(Collection entries)
——

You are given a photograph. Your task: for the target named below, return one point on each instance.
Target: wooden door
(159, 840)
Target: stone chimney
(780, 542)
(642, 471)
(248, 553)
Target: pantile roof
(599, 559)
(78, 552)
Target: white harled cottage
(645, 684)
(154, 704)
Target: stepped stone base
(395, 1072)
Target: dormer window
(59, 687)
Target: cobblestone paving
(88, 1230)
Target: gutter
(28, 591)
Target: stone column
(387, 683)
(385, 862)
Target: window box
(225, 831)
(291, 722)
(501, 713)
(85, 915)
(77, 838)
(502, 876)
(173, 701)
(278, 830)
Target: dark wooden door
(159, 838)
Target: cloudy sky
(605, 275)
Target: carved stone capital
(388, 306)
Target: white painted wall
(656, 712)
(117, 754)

——

**Instructions for the task:** Quote every item above word for word, keeping the order in which they appear.

**Result of the task:**
You are given a photograph. Your task: for the target named below, return one point on each instance.
Target: wooden door
(159, 840)
Target: stone chimney
(780, 542)
(642, 471)
(248, 553)
Target: pantile roof
(599, 559)
(78, 552)
Target: white harled cottage
(645, 684)
(154, 704)
Target: stepped stone base
(395, 1072)
Target: dormer window
(59, 687)
Target: cobblestone paving
(88, 1230)
Target: gutter
(28, 591)
Target: stone column
(387, 683)
(385, 862)
Target: window box
(225, 831)
(291, 722)
(501, 713)
(85, 915)
(77, 838)
(502, 876)
(173, 701)
(278, 830)
Target: dark wooden door
(159, 838)
Target: cloudy sky
(605, 275)
Target: carved stone capital
(388, 306)
Target: white painted wall
(656, 712)
(117, 754)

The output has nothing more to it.